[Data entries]
________

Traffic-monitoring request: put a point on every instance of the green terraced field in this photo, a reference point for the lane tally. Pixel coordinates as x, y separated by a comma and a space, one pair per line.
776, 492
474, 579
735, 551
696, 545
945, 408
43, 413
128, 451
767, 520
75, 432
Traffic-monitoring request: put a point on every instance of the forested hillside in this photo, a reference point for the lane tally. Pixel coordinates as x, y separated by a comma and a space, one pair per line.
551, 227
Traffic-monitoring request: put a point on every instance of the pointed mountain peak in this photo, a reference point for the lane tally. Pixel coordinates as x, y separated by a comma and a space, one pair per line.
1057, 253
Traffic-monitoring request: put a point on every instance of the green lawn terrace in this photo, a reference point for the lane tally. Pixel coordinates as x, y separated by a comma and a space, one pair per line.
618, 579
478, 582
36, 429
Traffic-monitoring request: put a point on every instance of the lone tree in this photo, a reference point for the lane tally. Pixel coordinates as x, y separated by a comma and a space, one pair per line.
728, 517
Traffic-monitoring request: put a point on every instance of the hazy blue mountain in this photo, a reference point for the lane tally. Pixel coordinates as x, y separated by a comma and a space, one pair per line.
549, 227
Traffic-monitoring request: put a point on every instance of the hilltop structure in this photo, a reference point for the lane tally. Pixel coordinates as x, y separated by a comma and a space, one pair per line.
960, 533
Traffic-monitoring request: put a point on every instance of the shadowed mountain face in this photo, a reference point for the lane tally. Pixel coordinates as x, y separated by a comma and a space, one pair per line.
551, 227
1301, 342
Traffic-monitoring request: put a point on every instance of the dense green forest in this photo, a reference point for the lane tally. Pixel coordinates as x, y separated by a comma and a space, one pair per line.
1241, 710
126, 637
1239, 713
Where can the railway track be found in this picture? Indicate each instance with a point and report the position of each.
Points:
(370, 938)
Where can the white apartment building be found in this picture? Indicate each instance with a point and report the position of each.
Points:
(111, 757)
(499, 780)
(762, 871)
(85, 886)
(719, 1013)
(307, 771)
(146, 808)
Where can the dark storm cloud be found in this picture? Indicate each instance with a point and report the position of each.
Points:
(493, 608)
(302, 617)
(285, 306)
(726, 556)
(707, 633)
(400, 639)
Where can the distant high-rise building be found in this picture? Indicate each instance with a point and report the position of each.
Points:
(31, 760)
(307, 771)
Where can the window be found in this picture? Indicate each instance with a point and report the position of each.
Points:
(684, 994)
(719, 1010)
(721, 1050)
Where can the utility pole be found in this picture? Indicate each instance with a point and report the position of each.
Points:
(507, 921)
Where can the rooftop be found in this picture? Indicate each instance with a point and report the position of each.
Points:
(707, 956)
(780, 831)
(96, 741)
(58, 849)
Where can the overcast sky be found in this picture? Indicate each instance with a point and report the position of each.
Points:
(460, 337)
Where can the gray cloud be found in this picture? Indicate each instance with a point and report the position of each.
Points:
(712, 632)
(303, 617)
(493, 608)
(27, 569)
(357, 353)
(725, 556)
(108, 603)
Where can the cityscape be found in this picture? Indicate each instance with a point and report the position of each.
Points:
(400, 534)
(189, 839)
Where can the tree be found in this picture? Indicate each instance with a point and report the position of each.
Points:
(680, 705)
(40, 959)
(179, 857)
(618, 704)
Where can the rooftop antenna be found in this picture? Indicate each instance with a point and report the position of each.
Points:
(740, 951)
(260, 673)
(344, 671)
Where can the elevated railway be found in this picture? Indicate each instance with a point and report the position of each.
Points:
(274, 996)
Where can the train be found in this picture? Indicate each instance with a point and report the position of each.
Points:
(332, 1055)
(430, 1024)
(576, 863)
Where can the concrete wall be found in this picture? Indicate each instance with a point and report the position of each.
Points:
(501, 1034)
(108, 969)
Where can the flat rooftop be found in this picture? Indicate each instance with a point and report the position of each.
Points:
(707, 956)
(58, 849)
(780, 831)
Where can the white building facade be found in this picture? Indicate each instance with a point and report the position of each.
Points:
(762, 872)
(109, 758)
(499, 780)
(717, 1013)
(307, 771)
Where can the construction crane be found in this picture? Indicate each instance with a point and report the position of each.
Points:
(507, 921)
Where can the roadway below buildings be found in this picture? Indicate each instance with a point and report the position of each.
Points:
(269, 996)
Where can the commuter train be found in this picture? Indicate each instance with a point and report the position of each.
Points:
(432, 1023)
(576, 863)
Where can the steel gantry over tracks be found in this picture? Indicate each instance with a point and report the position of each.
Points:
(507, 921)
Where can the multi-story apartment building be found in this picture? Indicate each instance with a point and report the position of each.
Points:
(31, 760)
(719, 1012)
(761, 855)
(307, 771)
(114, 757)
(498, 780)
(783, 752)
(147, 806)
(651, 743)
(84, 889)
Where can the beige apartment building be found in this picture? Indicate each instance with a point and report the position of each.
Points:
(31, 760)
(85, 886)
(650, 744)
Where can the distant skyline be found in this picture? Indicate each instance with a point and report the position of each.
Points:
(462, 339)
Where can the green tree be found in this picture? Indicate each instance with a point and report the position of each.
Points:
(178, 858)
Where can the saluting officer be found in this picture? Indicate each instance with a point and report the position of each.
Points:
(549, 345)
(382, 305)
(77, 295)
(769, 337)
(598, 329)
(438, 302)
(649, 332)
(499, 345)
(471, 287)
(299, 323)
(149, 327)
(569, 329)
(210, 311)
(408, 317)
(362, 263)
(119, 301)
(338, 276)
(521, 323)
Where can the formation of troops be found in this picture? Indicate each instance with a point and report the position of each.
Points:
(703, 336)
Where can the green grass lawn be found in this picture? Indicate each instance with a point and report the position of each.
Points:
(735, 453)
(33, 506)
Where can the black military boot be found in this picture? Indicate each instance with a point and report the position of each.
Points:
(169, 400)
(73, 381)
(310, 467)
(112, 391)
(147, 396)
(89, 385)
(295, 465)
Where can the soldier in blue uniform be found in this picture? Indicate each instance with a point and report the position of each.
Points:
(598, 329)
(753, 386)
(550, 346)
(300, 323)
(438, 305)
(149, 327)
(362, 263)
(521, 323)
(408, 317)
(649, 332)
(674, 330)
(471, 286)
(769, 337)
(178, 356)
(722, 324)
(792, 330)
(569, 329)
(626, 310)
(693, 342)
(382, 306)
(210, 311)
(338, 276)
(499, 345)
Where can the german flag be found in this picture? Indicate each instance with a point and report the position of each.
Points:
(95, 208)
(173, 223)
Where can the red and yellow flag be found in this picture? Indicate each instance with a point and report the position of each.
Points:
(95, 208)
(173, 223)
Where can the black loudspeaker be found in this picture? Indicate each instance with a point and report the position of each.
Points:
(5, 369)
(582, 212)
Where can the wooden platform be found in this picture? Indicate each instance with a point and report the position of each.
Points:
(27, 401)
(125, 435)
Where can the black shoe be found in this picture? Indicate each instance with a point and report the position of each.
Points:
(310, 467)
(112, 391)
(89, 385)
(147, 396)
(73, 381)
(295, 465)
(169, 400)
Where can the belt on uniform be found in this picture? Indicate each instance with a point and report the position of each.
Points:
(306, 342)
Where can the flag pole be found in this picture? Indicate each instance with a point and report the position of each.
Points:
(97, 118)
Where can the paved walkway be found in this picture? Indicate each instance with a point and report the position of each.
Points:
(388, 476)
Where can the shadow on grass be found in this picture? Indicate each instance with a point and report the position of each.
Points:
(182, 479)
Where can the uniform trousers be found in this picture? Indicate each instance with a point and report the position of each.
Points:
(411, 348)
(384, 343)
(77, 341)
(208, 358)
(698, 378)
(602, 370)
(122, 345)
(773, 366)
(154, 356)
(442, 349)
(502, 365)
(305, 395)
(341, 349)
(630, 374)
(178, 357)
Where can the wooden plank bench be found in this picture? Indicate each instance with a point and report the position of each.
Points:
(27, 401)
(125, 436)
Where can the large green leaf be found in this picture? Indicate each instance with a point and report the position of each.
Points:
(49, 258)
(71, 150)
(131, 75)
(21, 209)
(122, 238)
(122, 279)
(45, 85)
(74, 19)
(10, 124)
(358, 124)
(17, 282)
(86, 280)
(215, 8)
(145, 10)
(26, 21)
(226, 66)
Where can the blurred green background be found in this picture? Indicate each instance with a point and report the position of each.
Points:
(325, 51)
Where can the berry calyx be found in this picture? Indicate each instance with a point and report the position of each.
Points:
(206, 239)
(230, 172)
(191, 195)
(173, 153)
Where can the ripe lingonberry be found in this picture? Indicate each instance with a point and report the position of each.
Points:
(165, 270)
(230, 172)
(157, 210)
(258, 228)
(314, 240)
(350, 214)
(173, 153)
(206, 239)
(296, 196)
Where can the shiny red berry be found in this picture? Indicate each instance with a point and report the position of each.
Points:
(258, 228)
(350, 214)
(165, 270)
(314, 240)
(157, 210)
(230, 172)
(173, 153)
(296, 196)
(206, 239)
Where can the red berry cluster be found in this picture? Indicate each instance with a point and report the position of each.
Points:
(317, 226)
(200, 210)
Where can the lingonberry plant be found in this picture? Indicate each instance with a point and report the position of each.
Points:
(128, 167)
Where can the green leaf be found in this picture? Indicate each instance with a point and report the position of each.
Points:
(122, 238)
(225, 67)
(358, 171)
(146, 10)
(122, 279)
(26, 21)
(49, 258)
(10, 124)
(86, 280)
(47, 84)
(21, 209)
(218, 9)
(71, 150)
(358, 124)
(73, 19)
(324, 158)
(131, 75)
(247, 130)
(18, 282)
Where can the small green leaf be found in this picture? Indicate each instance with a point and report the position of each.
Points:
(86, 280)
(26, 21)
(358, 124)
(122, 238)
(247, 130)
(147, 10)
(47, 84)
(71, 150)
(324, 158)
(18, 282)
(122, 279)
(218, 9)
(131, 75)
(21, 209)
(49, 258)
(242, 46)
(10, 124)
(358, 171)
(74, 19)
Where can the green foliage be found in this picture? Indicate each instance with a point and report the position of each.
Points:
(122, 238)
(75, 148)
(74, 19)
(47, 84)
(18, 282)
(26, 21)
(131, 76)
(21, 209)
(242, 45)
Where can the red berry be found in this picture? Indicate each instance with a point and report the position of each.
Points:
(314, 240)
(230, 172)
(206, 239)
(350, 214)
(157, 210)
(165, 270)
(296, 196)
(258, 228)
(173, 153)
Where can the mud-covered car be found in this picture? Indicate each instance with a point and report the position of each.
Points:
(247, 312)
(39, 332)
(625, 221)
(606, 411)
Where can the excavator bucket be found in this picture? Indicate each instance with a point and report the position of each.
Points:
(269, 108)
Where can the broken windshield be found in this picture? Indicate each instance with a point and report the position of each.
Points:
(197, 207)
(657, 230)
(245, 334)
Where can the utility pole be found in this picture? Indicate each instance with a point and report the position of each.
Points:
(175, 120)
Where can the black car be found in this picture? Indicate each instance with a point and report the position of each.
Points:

________

• _EXERCISE GOAL_: Track down every line in the entries that includes the string "apartment", and copy it.

• _WRITTEN RESPONSE_:
Where can the white apartment building be found in this picture? Indicate each instance with a point and report the position of each.
Where can the multi-story apartment building be found in this picture? Indicate each instance with a point and report the position of each.
Where can the beige apartment building be found in this picture? Indicate each instance with a point and report the position of each.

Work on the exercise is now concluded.